### Text passage
>>>>>
Italian legislators today began discussing the bill “on the crime of surrogacy committed abroad by an Italian citizen” in the Chamber of Deputies. Journalist, author and TV presenter Ritanna Armeni gets straight to the point.
Surrogacy, gestational surrogacy, “rent-a-womb”. Which one do you prefer?
Depending on one’s point of view, this procedure can be called many different things: I’m going to choose “rent-a-womb” because I feel totally negative about it. Let’s call a spade a spade: it amounts to renting a womb,
a practice that must be fought with unwavering determination.
Do you think that the bill being debated in the Chamber could be a successful tool to curb this practice in our country?
I tend to believe very strongly in cultural battles over issues like this, in the importance of opening a debate, in the ability to discuss and convince people. On the other hand, I have no faith in the effectiveness of laws; they certainly indicate a cultural inclination and attitude, but they can easily be circumvented.
In your opinion, is it unrealistic to make it a “universal crime”?
It is, and it is easy to get around it. In my opinion, this issue should be tackled at an earlier stage, from an anthropological and cultural point of view. The practice of surrogacy is based on a profound social transformation of maternity, paternity and the relationship between childhood and adulthood. Call it a universal crime, but what would actually change? I think we should rather try to convince people that it is possible to live, work, think and even be happy on the basis of different values. I often find myself arguing with some feminists: I agree with them about surrogate motherhood, but I don’t agree with their idea of punishment.
<<<<<
(Records from a collection)
>>>>>
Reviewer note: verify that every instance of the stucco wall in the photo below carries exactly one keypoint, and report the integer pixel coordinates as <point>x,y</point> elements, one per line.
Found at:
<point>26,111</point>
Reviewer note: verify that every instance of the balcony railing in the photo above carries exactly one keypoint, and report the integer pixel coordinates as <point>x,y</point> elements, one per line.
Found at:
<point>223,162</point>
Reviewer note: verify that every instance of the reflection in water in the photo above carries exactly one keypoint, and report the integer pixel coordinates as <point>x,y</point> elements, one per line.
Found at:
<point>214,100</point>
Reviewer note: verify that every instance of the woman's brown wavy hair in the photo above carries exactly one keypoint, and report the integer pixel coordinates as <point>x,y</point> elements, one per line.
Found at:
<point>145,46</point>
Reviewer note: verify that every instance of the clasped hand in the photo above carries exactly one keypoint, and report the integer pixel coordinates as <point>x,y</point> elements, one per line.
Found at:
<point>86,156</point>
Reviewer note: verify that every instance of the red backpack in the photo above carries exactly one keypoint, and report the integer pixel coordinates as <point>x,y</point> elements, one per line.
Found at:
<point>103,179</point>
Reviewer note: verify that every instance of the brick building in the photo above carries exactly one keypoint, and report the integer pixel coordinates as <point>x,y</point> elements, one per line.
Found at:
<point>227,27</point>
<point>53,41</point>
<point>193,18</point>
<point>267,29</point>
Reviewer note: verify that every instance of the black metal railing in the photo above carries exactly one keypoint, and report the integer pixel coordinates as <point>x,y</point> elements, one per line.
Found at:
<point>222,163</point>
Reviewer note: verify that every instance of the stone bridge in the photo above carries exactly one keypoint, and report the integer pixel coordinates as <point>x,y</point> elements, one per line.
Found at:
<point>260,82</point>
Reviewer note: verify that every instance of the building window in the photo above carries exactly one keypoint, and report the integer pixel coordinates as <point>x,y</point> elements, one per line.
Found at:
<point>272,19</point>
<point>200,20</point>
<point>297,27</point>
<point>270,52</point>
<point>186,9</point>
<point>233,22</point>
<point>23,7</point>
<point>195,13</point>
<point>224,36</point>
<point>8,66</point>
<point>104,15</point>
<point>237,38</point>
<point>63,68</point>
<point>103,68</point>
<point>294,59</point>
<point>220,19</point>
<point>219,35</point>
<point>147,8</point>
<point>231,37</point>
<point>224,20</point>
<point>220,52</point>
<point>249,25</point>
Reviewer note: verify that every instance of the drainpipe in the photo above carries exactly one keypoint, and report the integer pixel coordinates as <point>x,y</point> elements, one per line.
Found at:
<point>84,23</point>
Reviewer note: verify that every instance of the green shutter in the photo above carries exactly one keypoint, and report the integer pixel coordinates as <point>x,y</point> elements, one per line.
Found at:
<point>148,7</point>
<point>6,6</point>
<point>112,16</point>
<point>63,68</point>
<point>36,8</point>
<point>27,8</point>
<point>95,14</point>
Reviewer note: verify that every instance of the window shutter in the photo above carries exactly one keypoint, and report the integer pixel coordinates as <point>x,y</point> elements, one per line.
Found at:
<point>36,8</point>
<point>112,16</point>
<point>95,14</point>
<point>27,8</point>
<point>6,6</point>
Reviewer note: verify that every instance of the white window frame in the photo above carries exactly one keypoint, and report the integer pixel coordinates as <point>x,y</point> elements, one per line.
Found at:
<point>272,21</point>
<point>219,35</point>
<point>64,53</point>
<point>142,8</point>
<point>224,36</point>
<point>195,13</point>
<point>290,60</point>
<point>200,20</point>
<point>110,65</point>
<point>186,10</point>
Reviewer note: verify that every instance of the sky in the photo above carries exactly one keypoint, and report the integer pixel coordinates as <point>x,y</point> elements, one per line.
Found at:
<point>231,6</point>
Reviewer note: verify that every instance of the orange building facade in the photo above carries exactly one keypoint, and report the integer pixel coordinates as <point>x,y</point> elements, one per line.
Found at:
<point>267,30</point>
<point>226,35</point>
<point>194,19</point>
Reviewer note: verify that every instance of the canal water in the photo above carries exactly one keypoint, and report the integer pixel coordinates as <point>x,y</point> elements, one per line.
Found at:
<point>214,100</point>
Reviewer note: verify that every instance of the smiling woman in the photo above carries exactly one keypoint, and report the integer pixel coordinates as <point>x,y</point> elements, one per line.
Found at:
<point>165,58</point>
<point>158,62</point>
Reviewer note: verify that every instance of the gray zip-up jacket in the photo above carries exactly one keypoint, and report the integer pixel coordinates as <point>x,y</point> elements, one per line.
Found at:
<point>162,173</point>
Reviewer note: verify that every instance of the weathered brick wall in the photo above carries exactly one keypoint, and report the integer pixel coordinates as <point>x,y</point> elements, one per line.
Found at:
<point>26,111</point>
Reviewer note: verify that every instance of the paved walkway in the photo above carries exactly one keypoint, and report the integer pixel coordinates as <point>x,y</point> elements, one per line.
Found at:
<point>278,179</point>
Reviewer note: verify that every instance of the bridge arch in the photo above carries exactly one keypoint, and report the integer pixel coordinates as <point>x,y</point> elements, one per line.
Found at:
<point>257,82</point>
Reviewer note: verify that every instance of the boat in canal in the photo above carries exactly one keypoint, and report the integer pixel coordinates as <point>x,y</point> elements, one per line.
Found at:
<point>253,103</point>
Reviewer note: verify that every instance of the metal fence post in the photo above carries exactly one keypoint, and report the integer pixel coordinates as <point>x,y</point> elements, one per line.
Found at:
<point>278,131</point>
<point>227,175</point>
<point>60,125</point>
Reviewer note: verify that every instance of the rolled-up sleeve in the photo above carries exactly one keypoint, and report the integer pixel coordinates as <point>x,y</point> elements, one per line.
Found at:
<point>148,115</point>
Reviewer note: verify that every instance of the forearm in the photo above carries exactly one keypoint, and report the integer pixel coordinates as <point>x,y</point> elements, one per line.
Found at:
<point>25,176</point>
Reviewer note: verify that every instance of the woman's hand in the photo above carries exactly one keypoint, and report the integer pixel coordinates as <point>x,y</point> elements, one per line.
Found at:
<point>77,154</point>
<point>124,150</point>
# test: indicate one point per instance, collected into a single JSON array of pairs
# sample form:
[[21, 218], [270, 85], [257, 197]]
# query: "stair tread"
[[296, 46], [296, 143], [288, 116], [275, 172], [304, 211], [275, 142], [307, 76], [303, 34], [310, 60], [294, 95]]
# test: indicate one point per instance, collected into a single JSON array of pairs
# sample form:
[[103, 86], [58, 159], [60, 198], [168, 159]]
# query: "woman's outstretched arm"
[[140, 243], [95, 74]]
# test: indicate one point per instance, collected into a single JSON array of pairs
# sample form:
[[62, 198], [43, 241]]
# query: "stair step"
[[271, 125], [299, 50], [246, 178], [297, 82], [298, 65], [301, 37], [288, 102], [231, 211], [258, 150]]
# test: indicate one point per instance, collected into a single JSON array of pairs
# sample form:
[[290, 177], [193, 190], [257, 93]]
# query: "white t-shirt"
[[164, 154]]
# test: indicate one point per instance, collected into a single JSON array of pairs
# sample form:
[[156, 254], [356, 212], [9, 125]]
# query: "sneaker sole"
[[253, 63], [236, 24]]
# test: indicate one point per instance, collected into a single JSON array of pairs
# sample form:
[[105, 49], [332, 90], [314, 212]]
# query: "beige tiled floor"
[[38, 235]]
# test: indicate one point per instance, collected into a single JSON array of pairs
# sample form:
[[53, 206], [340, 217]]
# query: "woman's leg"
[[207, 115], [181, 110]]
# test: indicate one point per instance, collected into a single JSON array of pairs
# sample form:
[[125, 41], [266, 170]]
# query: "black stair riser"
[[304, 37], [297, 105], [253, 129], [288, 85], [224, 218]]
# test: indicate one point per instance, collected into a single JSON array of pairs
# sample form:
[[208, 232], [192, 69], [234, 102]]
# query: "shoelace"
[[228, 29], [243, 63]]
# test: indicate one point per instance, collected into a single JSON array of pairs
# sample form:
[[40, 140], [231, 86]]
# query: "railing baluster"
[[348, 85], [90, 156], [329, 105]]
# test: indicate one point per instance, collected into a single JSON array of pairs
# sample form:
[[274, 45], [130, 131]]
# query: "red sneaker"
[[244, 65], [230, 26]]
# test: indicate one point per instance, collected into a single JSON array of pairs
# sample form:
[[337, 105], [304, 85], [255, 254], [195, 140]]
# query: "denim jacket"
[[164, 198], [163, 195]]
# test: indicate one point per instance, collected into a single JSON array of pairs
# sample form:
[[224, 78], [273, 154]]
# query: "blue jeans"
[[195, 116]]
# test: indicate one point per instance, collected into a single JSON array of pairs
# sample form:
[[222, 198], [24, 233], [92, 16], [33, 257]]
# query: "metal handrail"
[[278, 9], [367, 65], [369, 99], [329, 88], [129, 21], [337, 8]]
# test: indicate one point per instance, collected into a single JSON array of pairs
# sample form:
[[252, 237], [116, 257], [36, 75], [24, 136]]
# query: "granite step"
<<<<<
### Tasks to complete
1. Answer these questions from the surrogacy interview:
(a) In which chamber are Italian legislators discussing the bill?
(b) Which name for the procedure does Ritanna Armeni choose to use?
(c) With whom does Armeni often find herself arguing?
2. Reproduce the passage of the surrogacy interview starting at "It is, and it" and ending at "idea of punishment.".
3. Do these statements agree with the surrogacy interview? Answer yes or no for each, quoting the words that decide it.
(a) Armeni has strong faith in the effectiveness of laws.
(b) Armeni agrees with some feminists about surrogate motherhood.
(c) Armeni considers it unrealistic to make surrogacy a "universal crime."

### Answers to this exercise
1.
(a) The Chamber of Deputies
(b) "Rent-a-womb"
(c) Some feminists

2.
It is, and it is easy to get around it. In my opinion, this issue should be tackled at an earlier stage, from an anthropological and cultural point of view. The practice of surrogacy is based on a profound social transformation of maternity, paternity and the relationship between childhood and adulthood. Call it a universal crime, but what would actually change? I think we should rather try to convince people that it is possible to live, work, think and even be happy on the basis of different values. I often find myself arguing with some feminists: I agree with them about surrogate motherhood, but I don’t agree with their idea of punishment.

3.
(a) No: "I have no faith in the effectiveness of laws"
(b) Yes: "I agree with them about surrogate motherhood"
(c) Yes: "It is, and it is easy to get around it."